» **Prompt**:
Rewrite the items below with "moss-covered" changed to "lichen-covered" wherever it occurs, and leave everything else unchanged.

+-------+

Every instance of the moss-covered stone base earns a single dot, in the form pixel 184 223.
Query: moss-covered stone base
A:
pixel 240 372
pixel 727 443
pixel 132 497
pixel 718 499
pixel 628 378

+-------+

» **Solution**:
Every instance of the lichen-covered stone base earns a single dot, in the form pixel 184 223.
Query: lichen-covered stone base
A:
pixel 240 372
pixel 727 443
pixel 132 497
pixel 718 499
pixel 628 378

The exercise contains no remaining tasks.